Which lines of the listing below contain the word "cottage"? Gather each of them, copied in full, and treat case as significant.
:::
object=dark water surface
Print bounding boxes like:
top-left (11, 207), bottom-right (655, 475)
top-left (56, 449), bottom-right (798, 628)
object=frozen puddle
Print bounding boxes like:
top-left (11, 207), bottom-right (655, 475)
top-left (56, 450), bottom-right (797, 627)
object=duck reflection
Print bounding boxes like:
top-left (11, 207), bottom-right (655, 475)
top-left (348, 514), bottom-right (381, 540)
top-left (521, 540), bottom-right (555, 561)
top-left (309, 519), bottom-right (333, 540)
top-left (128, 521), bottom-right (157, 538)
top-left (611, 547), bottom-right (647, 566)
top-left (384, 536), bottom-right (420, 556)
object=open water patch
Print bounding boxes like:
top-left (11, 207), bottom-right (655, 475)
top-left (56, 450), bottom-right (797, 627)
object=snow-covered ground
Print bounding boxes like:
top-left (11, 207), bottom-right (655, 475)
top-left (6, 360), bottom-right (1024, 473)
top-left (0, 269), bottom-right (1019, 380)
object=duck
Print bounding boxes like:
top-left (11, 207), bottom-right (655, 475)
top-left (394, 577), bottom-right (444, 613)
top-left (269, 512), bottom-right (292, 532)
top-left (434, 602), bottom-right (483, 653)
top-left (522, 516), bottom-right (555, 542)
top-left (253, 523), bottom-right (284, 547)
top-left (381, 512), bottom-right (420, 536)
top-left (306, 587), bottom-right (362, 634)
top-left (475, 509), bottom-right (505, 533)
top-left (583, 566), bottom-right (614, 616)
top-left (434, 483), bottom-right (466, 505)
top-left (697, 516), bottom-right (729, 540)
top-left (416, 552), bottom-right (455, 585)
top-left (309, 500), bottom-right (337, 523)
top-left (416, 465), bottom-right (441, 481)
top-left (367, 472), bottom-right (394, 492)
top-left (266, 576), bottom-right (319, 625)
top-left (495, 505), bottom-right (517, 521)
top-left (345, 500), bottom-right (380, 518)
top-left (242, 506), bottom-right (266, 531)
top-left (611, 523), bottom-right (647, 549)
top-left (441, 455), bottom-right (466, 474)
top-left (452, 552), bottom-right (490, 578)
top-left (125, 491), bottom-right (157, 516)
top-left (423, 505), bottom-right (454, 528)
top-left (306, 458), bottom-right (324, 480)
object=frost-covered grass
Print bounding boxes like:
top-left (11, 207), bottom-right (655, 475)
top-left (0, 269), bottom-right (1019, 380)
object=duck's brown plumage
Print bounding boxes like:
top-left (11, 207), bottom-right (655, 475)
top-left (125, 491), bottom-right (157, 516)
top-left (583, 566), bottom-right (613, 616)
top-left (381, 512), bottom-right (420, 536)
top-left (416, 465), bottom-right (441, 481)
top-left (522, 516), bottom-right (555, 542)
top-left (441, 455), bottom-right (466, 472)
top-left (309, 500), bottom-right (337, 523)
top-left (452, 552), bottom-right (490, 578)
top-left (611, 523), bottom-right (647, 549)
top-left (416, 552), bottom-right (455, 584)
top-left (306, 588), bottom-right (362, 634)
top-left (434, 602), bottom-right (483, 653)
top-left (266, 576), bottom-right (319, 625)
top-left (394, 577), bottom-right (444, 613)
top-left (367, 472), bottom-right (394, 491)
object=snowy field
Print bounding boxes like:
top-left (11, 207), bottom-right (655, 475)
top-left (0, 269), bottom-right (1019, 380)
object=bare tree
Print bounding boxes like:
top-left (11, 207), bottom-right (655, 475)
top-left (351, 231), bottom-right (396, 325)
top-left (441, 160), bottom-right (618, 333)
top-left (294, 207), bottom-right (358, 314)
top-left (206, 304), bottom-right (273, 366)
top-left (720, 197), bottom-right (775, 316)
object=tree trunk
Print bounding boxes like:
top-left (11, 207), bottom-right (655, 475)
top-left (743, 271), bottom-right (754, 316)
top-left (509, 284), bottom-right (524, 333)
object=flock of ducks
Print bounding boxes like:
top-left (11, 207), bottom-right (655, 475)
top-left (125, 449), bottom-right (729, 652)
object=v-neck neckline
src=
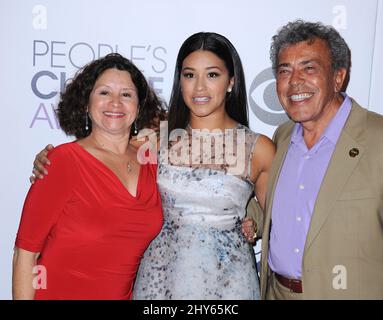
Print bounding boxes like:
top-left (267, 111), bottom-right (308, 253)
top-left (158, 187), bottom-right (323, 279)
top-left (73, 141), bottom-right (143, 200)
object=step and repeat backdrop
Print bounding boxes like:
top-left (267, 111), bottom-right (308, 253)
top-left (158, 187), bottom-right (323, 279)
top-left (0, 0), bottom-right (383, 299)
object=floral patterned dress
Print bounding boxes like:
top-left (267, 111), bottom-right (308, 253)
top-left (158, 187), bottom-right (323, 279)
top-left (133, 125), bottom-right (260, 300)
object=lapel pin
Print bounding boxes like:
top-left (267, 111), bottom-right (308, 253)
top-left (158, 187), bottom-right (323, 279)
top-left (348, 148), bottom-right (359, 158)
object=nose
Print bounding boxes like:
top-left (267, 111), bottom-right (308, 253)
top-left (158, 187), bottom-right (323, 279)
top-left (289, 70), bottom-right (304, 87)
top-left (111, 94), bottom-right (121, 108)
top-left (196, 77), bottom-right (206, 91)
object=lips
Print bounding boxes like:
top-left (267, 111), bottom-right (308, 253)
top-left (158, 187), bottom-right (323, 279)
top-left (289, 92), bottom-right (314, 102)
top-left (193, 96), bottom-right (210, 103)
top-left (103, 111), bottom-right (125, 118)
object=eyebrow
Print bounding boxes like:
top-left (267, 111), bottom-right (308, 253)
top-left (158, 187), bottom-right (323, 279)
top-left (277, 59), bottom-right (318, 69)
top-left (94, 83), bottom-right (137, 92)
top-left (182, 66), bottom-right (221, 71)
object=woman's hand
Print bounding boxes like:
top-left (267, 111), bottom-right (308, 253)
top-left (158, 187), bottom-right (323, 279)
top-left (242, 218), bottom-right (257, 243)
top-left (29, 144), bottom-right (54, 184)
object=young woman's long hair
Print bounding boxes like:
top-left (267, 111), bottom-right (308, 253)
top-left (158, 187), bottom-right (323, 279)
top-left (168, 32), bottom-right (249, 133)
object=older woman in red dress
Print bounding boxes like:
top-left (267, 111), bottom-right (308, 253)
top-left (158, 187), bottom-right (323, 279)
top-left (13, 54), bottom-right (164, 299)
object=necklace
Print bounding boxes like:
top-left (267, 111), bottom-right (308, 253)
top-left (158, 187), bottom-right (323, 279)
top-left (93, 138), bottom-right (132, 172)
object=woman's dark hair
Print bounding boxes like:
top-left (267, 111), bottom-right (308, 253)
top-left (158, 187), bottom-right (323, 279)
:::
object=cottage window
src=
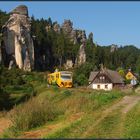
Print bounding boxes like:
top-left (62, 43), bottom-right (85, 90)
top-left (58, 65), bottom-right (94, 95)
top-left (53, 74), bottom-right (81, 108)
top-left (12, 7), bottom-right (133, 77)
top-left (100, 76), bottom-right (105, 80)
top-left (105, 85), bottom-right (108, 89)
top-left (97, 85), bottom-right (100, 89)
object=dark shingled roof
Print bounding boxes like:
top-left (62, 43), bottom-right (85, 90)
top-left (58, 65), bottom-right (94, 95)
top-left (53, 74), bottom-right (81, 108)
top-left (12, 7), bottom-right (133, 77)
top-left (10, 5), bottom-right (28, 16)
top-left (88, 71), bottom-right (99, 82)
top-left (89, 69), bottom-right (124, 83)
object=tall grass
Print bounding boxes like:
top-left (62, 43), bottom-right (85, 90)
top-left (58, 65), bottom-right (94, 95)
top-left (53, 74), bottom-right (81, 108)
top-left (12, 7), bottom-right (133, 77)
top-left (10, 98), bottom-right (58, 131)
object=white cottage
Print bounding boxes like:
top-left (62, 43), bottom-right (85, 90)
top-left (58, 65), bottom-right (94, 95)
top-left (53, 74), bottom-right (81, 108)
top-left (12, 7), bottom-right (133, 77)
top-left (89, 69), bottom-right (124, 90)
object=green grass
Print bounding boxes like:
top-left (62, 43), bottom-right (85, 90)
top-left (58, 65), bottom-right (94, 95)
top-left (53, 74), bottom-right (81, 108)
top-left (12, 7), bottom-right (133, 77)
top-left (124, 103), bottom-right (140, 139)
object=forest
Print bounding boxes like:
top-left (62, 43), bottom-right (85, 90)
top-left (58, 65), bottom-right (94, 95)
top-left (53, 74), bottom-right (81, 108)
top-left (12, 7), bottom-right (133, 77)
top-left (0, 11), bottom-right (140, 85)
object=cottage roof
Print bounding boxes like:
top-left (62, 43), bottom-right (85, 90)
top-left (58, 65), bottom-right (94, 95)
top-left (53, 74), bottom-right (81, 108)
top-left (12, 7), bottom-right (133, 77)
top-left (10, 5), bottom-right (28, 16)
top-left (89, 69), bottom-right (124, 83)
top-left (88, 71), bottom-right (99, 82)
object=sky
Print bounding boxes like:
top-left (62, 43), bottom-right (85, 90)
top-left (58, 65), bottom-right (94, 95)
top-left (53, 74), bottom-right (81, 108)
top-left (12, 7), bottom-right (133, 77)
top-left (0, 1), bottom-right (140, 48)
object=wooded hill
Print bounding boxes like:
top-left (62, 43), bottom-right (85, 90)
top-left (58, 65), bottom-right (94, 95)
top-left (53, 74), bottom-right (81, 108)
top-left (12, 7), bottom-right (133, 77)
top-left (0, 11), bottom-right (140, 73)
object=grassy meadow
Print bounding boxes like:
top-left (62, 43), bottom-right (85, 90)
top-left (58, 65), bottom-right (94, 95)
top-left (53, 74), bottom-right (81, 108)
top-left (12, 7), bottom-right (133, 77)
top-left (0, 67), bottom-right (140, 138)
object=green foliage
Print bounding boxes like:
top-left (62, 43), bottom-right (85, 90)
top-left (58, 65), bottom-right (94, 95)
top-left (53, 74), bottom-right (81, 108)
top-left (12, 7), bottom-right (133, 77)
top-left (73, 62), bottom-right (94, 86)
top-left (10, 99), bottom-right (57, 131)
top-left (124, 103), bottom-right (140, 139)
:::
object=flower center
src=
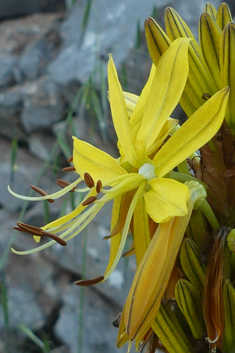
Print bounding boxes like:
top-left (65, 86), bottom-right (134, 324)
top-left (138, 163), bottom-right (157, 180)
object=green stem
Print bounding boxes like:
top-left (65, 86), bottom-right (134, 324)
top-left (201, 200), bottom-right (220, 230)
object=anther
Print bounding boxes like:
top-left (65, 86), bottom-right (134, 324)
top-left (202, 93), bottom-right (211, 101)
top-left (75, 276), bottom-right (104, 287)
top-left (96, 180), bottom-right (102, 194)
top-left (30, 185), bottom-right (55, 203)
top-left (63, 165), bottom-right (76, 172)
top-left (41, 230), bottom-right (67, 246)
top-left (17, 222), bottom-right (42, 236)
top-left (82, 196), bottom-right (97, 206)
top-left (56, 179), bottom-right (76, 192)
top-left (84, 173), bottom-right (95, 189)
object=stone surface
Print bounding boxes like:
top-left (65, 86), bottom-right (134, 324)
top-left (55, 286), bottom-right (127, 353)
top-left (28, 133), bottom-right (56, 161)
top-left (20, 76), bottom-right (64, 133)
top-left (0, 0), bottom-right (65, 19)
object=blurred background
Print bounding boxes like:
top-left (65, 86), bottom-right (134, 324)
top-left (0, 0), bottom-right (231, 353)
:::
Answer to this exercise:
object=cottage window
object=white cottage
object=cottage roof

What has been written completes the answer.